▶ _GIVEN TASK A_
In the snowflake article, what does the abbreviation DEID stand for?
▶ _GIVEN TASK B_
Extract the passage of the snowflake article from "Rather than something" to "water vapor deposition.".

▶ _PAGE EXTRACT_

Tim Garrett has devoted his scientific career to characterizing snowflakes, the protean particles of ice that form in clouds and dramatically change as they fall to Earth.

Now the University of Utah atmospheric scientist is unlocking the mystery of how snowflakes move in response to air turbulence that accompanies snowfall using novel instrumentation developed on campus. And after analyzing more than half a million snowflakes, what his team has discovered has left him astonished.

Rather than something incomprehensibly complicated, predicting how snowflakes move proved to be surprisingly simple, they found.

“How snowflakes fall has attracted a lot of interest for many decades because it is a critical parameter for predicting weather and climate change,” Garrett said. “This is related to the speed of the water cycle. How fast moisture falls out of the sky determines the lifetime of storms.”

'Letters sent from Heaven'

The famed Japanese physicist Ukichiro Nakaya termed snow crystals “letters sent from heaven” because their delicate structures carry information about temperature and humidity fluctuations in the clouds where crystal basal and prism facets competed for water vapor deposition.

While every snowflake is believed to be completely unique, how these frosty particles fall through the air—as the accelerate, drift and swirl—follows patterns, according to new research by Garrett and colleagues in the College of Engineering. Snowflake movement has important implications for weather forecasting and climate change, even in the tropics.

“Most precipitation starts as snow. How question of how fast it falls affects predictions of where on the ground precipitation lands, and how long clouds last to reflect radiation to outer space,” Garrett said. “It can even affect forecasts of a hurricane trajectory.”

Also involved with the research are Dhiraj Singh and Eric Pardyjak of the U’s Department of Mechanical Engineering

To study snowflake movement, the team needed a way to measure individual snowflakes, which has been a challenging puzzle for years.

“They have very low masses. They may only weigh 10 micrograms, a hundredth of a milligram, so they cannot be weighed with very high precision,” Garrett said.

Working with engineering faculty, Garrett developed instrumentation called the Differential Emissivity Imaging Disdrometer, or DEID, which measures snowflakes’ hydrometeor mass, size and density. This device has since been commercialized by a company Garrett co-founded called Particle Flux Analytics. The Utah Department of Transportation has deployed the equipment in Little Cottonwood Canyon to help with avalanche forecasting, he said.

For Garrett’s field experiments, his team set it up at Alta, the famed ski destination and Utah's snowiest place for the winter of 2020-21. The instrumentation was deployed alongside measurements of air temperature, relative humidity and turbulence, and placed directly beneath a particle tracking system consisting of a laser light sheet and a single-lens reflex camera.

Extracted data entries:

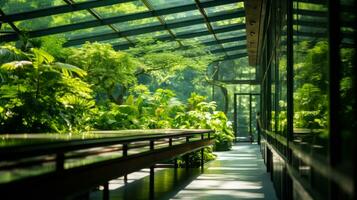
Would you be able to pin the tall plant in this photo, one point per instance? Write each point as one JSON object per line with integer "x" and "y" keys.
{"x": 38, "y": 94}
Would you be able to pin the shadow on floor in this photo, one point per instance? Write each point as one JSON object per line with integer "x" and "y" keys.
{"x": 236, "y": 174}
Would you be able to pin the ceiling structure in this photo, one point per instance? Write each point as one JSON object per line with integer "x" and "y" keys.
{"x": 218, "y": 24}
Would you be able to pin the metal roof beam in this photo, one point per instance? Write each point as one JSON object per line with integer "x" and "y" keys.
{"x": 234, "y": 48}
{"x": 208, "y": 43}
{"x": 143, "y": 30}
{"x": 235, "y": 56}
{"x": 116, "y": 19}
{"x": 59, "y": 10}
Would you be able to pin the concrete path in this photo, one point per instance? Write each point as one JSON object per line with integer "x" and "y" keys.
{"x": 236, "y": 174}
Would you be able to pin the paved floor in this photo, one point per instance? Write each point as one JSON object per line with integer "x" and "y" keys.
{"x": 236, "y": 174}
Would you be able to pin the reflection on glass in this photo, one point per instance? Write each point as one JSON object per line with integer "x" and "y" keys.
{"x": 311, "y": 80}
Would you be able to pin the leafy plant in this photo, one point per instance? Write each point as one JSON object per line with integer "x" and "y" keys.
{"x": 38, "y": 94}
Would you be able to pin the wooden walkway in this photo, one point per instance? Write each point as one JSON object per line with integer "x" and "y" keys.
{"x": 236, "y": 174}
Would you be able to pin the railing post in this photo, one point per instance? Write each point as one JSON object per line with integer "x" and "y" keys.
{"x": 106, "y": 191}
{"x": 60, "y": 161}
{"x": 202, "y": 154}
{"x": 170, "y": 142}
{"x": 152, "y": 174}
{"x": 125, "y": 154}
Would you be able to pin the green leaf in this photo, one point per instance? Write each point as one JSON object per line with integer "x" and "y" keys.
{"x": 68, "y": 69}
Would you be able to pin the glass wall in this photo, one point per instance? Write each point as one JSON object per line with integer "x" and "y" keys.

▶ _ANSWER A_
Differential Emissivity Imaging Disdrometer

▶ _ANSWER B_
Rather than something incomprehensibly complicated, predicting how snowflakes move proved to be surprisingly simple, they found.

“How snowflakes fall has attracted a lot of interest for many decades because it is a critical parameter for predicting weather and climate change,” Garrett said. “This is related to the speed of the water cycle. How fast moisture falls out of the sky determines the lifetime of storms.”

'Letters sent from Heaven'

The famed Japanese physicist Ukichiro Nakaya termed snow crystals “letters sent from heaven” because their delicate structures carry information about temperature and humidity fluctuations in the clouds where crystal basal and prism facets competed for water vapor deposition.